### SET EXERCISE 1
In the post below about finding a private, Facebook-like way for a family to share photos, which platform does the writer expect to be the answer for their case?
### SET EXERCISE 2
Pick up the post below about finding a private, Facebook-like way for a family to share photos, and continue it from its last sentence.

Another person posted about a similar need, and I decided to create a matrix document to track it, in the hope that those of us looking for this specific use case could come up with the best solution. The idea here is that, while many OSS social media projects are capable of being used like a Fcbook wall, they don't all necessarily provide an ideal user experience. Feature set is not equivalent to being designed for a specific use case, and the desired workflow should be the primary means of interacting with the service. The (for now) open document tracking this is here.

I'm a little surprised I can't find any posts asking this question, and that there doesn't seem to be a FAQ about it. Maybe "Facebook" covers too many use cases for one clean answer.

Up front, I think the answer for my case is going to be "Friendica," but I'm interested in hearing if there are any other, better options. I'm sure Mastodon and Lemmy aren't it, but there's Pixelfed and a dozen other options with which I'm less familiar with.

This mostly centers around my 3-y/o niece and a geographically distributed family, and the desire for Facebook-like image sharing with a timeline feed, comments, likes (positive feedback), that sort of thing. Critical, in our case, is a good iOS experience for capturing and sharing short videos and pictures; a process where the parents have to take pictures, log into a web site, create a post, attach an image from the gallery is simply too fussy, especially for the non-technical and mostly overwhelmed parents. Less important is the extended family experience, although alerts would be nice. Privacy is critical; the parents are very concerned about limiting access to the media of their daughter that is shared, so the ability to restrict viewing to logged-in members of the family is important.

FUTO Circles was almost perfect. There was some initial confusion about the difference between circles and groups, but in the end the app experience was great and it accomplished all of the goals -- until it didn't. At some point, half of the already shared media disappeared from the feeds of all of the iOS family members (although the Android user could still see all of the posts). It was a thoroughly discouraging experience, and resulted in a complete lack of faith in the ecosystem. While I believe it might be possible to self-host, by the time we decided that everyone liked it and I was about to look into self-hosting our own family server (and remove the storage restrictions, which hadn't yet been reached when it all fell apart), the iOS app bugs had cropped up and we abandoned the platform.

### DATA SHOWN

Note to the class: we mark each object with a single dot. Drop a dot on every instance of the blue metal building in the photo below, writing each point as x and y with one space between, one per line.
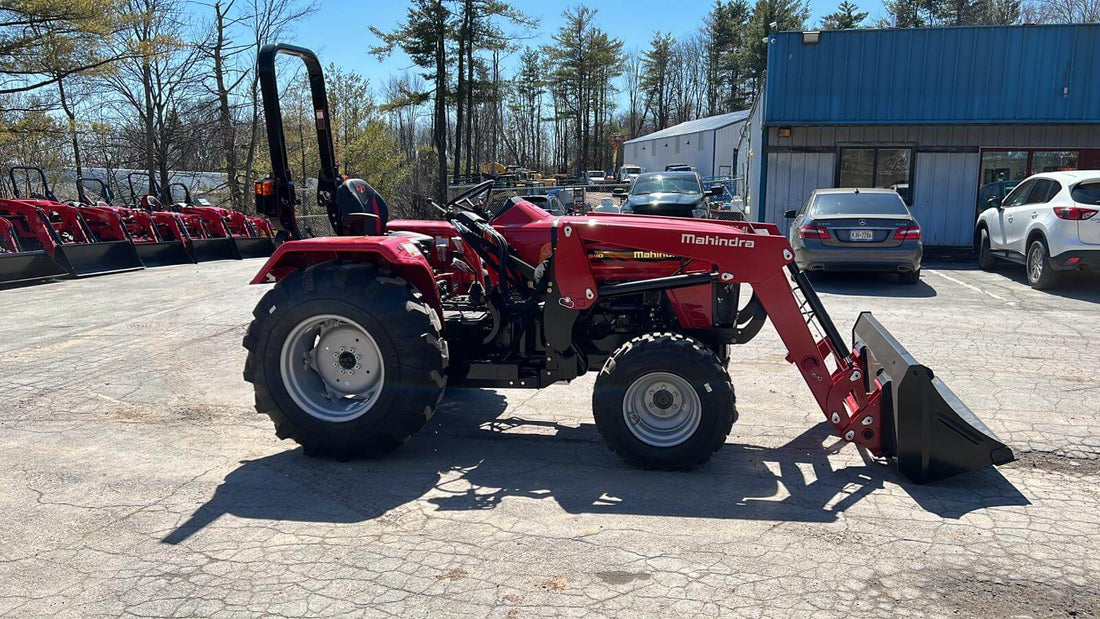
947 117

### EXPECTED ANSWER 1
Friendica.

### EXPECTED ANSWER 2
So there's the requirements we're looking for:

  • The ability to create private, invite-only groups/communities
  • A convenient mobile capture+share experience, which means an app
  • Reactions (emojis) & comment threads
  • Both iOS and Android support, in addition to whatever web interface is available for desktop use

and, given this community, obviously self-hostable.

I have never personally used Facebook, but my understanding is that it's a little different in that communities are really more like individual blogs with some post-level feedback mechanisms; in this way, it's more like Mastodon, where you follow individuals and can respond to their posts, albeit with a loosely-enforced character limit. And as opposed to Lemmy, which while moderated, doesn't really have a main "owner" model. I can imagine setting up a Lemmy instance and creating a community per person, but I feel as if that'd be trying to wedge a square peg into a round hole.

Pixelfed might be the answer, but from my brief encounter with it, it feels more like a photo-oriented Mastodon, then a Facebook wall-style experience (it's Facebook that has "walls", right?).

So back to where I started: in my personal experience, it seems like Friendica might be the best fit, except that I don't use an iPhone and don't know if there are any decent Friendica apps that would satisfy the user experience we're looking for; honestly, I haven't particularly liked any of the Android apps, so I don't hold out much hope for iOS.

Most of the options speak ActivityPub, so maybe I should just focus on finding the right AP-based mobile client? Although, so far the best experience (until it broke) has been Circles, which is based on Matrix.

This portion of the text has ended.